--- START OF PASSAGE SHOWN ---

TERMINATION AND WAIVER AGREEMENT
Exhibit 10.1
TERMINATION AND WAIVER AGREEMENT
This Termination and Waiver Agreement (this “Agreement”) is dated as of November 5, 2014, by and among KYTHERA Biopharmaceuticals, Inc., a Delaware corporation (the “Company”), KYTHERA Holdings Ltd., a company incorporated under the laws of Bermuda (“KHL”) (solely for purposes of Article II hereof), and Bayer Consumer Care AG, a company organized under the laws of Switzerland (“Bayer”).
RECITALS
A. The Company and Bayer are party to that certain Registration Rights Agreement, dated March 7, 2014 (the “Registration Rights Agreement”), providing for certain registration rights relating to shares of common stock (the “Shares”) of the Company issued pursuant to that certain Securities Purchase Agreement, dated March 7, 2014, by and among the Company, KHL and Bayer (the “Securities Purchase Agreement”).
B. The Company, KHL and Bayer, as applicable, wish to terminate the Registration Rights Agreement and permanently and irrevocably waive certain provisions of the Securities Purchase Agreement only to the extent expressly set forth in this Agreement.
C. Section 6(f) of the Registration Rights Agreement provides that it may be amended or waived in a written instrument signed by the Company and the holder of a majority of then outstanding Registrable Securities (as defined therein).
D. Section 6.4 of the Securities Purchase Agreement provides that it may be waived, modified, supplemented or amended in a written instrument signed by the Company, KHL and Bayer.
NOW, THEREFORE, IN CONSIDERATION of the mutual covenants contained in this Agreement, and for other good and valuable consideration, the receipt and adequacy of which are hereby acknowledged, the Company, KHL (solely for purposes of Article II hereof) and Bayer hereby agree as follows:
ARTICLE I.
REGISTRATION RIGHTS AGREEMENT
1.1 Representations. Bayer hereby represents to the Company that Bayer is the Holder (as defined in the Registration Rights Agreement) of all Registrable Securities (as defined therein) outstanding as of the date of this Agreement.
1.2 Termination. The Company and Bayer hereby agree to terminate the Registration Rights Agreement in its entirety, and the Registration Rights Agreement is hereby terminated in its entirety, including but not limited to the covenants and rights provided for therein and the provisions that would otherwise survive termination pursuant to Section 6(g) thereof; provided, however, that obligations of the Company in Section 6(e) shall survive until (and including) March 31, 2015.

--- END OF PASSAGE SHOWN ---
--- START OF RECORDED INFORMATION ---

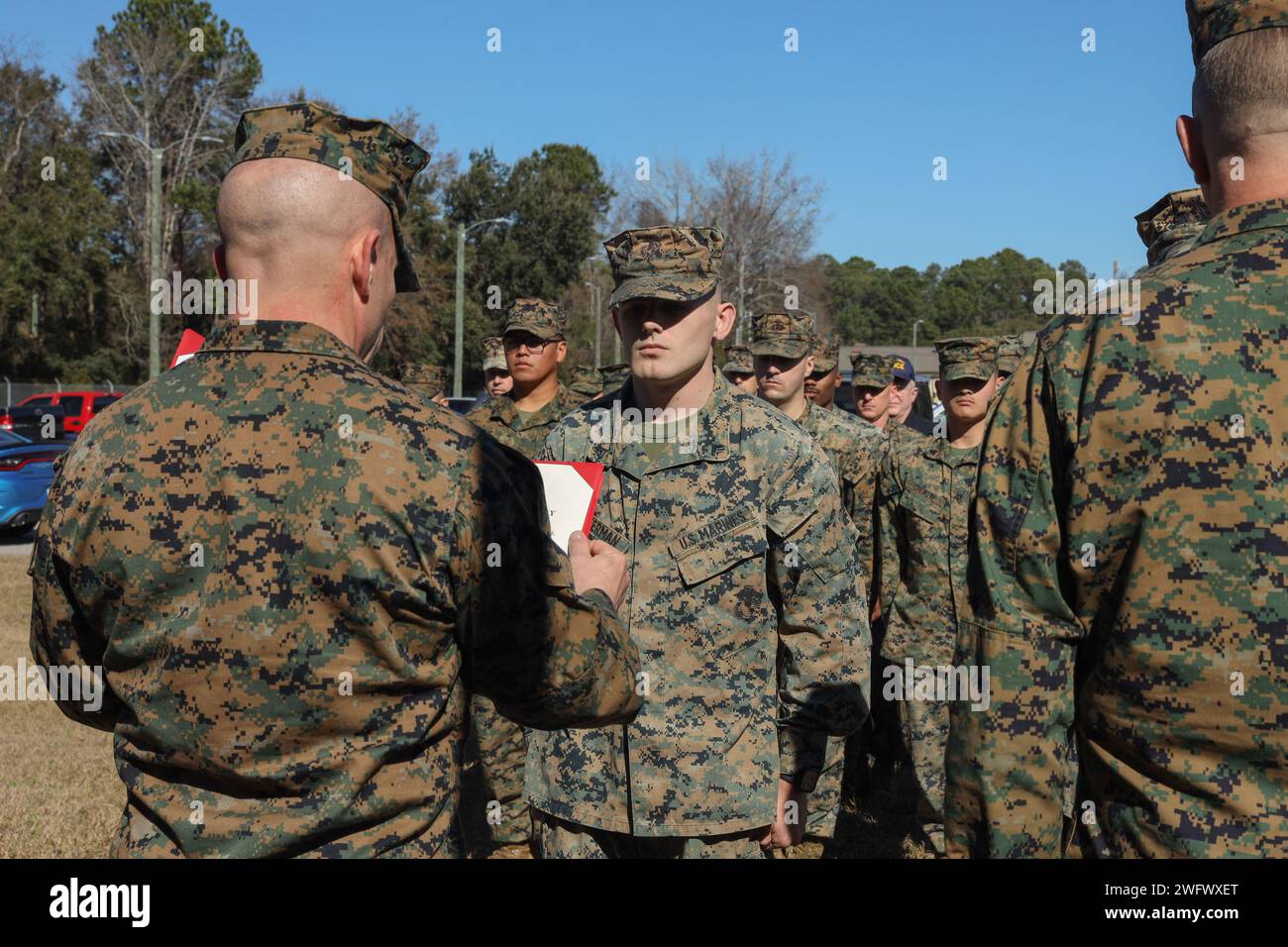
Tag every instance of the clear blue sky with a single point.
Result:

--- END OF RECORDED INFORMATION ---

→ TO DO
According to the termination agreement, until what date do the Company's obligations in Section 6(e) survive? The data isn't needed here.

→ RESULT
They survive until (and including) March 31, 2015.